:: FRAGMENTO DEL TEXTO
Ese momento llega cuando tenemos a alguien cercano en el hospital, cuando un matrimonio se está rompiendo, ante una grave injusticia o cuando nos enfrentamos a un miedo que nos paraliza. Sea como sea, parece que de una forma casi natural anhelamos la intervención de algo o alguien más allá de las leyes familiares de A + B que se sientan desafiantes frente a nosotros. A mi familia ese momento nos llegó con un cáncer, complicado por la insistencia bien intencionada en que creyéramos que Dios lo iba a quitar. Cuando fue la muerte la que nos quitó a nuestro ser querido, como les ha ocurrido a muchas otras familias, nuestra fe en los milagros —y en el Dios que hace milagros— también se tambaleó.

Robert Campin, Santa Trinidad (Trono de Dios), óleo sobre tabla, 1433-1435.
::::
:: REGISTROS EXTRAÍDOS
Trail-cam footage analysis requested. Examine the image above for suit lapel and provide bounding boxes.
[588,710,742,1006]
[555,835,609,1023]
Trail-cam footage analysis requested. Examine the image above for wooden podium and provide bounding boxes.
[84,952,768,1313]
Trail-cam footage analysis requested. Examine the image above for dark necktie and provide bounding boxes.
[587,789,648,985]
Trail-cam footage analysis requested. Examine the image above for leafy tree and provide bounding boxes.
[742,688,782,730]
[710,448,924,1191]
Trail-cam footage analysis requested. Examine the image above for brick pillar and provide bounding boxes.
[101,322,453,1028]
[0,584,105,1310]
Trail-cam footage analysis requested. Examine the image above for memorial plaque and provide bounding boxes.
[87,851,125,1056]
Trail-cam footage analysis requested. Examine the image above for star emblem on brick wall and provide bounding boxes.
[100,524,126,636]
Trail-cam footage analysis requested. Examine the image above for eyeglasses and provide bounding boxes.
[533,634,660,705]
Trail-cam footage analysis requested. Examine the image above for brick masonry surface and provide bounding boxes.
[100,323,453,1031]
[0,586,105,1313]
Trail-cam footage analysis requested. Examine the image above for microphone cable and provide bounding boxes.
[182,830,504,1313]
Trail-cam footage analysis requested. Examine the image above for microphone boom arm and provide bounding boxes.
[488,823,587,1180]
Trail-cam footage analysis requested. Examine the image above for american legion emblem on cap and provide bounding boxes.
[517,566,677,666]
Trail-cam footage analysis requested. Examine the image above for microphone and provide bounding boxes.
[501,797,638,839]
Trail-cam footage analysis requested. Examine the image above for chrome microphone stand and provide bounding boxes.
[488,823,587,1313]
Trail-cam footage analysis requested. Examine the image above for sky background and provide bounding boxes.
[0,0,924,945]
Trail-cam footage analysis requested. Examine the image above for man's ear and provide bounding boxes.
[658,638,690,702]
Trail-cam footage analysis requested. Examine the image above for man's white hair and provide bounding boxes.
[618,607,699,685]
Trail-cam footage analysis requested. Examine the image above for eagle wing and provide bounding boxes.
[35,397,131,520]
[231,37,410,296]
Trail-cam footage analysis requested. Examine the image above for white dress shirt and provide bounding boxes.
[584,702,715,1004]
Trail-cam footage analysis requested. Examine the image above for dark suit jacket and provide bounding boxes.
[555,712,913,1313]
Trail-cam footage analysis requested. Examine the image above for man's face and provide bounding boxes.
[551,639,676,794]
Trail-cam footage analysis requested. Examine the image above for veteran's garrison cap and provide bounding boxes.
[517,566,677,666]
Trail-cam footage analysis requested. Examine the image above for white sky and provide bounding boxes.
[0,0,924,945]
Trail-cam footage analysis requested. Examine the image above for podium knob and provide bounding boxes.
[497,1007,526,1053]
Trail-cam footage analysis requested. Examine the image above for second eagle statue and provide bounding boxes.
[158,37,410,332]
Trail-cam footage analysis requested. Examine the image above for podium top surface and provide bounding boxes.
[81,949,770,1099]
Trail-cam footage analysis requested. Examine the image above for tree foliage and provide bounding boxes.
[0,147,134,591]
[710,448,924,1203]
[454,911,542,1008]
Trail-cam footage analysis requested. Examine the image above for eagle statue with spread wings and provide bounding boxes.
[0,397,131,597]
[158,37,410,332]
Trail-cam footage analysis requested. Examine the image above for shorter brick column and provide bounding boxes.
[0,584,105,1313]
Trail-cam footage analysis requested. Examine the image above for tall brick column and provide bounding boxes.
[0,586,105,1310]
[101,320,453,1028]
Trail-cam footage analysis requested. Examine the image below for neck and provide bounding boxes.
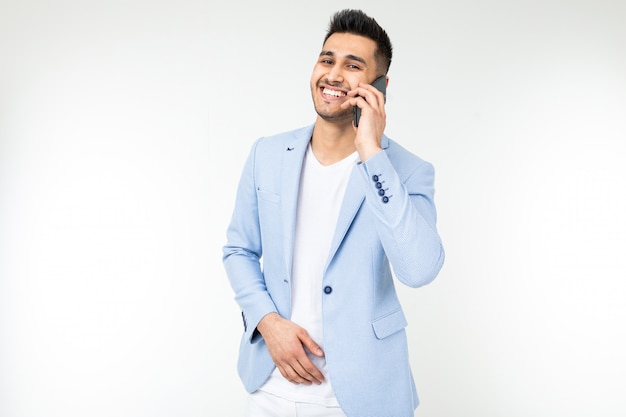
[311,117,356,165]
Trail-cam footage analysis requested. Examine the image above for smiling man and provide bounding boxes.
[223,10,444,417]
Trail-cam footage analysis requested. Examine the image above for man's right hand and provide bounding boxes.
[257,313,324,385]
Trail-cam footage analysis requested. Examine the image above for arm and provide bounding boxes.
[359,148,444,287]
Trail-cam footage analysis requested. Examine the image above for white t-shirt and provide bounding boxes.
[261,144,358,406]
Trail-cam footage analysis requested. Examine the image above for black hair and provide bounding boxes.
[324,9,393,75]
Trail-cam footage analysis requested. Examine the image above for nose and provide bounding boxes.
[326,66,343,84]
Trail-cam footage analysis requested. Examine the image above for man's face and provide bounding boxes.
[311,33,382,122]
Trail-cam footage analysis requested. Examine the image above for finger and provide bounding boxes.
[300,356,324,385]
[277,364,311,385]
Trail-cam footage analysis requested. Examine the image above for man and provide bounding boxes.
[224,10,444,417]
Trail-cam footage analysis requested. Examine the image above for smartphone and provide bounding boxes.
[352,75,387,127]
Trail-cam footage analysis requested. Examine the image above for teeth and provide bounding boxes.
[324,88,346,97]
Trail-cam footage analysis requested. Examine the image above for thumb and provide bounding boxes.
[302,334,324,357]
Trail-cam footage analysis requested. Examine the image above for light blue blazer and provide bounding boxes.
[223,126,444,417]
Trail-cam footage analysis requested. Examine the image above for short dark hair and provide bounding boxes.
[324,9,393,75]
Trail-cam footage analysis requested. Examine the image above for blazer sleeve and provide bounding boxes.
[222,141,277,341]
[359,151,445,287]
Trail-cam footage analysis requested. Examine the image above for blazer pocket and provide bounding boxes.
[257,188,280,204]
[372,310,408,339]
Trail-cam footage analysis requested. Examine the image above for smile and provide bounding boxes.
[322,87,347,97]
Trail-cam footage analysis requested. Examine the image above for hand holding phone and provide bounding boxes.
[352,75,387,127]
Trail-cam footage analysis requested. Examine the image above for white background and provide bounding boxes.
[0,0,626,417]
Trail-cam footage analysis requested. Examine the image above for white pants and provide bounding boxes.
[244,391,347,417]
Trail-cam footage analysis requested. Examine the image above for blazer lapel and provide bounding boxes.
[281,126,313,277]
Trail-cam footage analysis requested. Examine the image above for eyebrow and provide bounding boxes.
[320,51,367,65]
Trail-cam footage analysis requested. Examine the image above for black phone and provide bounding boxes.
[352,75,387,127]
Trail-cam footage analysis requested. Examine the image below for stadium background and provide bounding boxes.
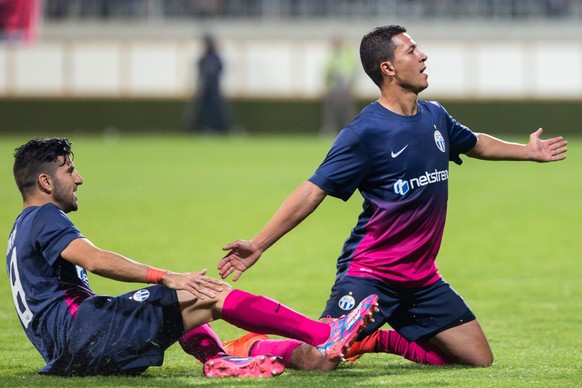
[0,0,582,135]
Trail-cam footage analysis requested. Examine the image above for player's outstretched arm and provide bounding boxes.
[467,128,568,163]
[218,181,327,281]
[61,238,225,299]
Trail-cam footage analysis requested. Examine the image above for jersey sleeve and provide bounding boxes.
[31,205,83,265]
[309,127,370,201]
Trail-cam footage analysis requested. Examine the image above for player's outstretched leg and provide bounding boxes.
[204,356,285,377]
[317,294,378,361]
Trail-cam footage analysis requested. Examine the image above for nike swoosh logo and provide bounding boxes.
[390,144,408,158]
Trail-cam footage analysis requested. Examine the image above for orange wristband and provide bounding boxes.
[146,267,168,284]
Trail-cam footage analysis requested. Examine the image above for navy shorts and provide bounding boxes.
[322,275,475,341]
[52,285,184,375]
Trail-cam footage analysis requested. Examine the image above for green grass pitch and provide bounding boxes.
[0,133,582,387]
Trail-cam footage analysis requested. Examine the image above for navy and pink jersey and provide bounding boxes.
[309,100,477,287]
[6,204,94,365]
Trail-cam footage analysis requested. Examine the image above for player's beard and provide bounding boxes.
[53,179,79,213]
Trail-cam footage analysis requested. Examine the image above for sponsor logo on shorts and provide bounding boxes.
[338,295,356,311]
[131,290,150,302]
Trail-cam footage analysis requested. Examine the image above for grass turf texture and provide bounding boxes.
[0,134,582,387]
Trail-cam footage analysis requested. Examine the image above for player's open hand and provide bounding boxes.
[162,269,225,300]
[527,128,568,163]
[218,240,262,282]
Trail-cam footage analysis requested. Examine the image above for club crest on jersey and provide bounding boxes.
[131,290,150,303]
[434,125,446,152]
[337,295,356,311]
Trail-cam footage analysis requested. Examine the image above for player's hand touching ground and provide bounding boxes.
[218,240,262,282]
[162,269,225,300]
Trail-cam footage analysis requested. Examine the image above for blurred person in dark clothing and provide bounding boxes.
[186,35,230,134]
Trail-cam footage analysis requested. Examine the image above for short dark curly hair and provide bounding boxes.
[12,137,74,198]
[360,25,406,87]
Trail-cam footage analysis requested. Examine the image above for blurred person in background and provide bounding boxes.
[320,37,357,136]
[218,25,567,369]
[186,34,230,134]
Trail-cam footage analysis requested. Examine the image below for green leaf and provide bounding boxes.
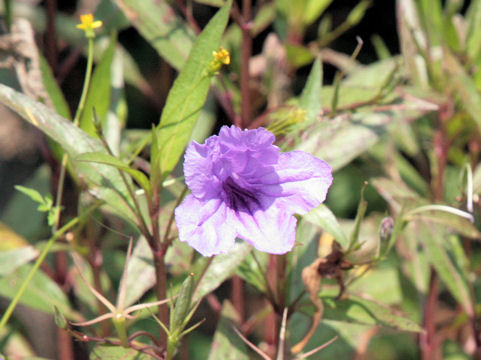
::::
- **PROBLEMA**:
Devuelve sin ningún cambio el pasaje del texto sobre la fe y los milagros: empieza en las palabras "Ese momento llega" y detente después de "también se tambaleó.". Para responder, basta con el texto.

- **RESULTADO DEL EJERCICIO**:
Ese momento llega cuando tenemos a alguien cercano en el hospital, cuando un matrimonio se está rompiendo, ante una grave injusticia o cuando nos enfrentamos a un miedo que nos paraliza. Sea como sea, parece que de una forma casi natural anhelamos la intervención de algo o alguien más allá de las leyes familiares de A + B que se sientan desafiantes frente a nosotros. A mi familia ese momento nos llegó con un cáncer, complicado por la insistencia bien intencionada en que creyéramos que Dios lo iba a quitar. Cuando fue la muerte la que nos quitó a nuestro ser querido, como les ha ocurrido a muchas otras familias, nuestra fe en los milagros —y en el Dios que hace milagros— también se tambaleó.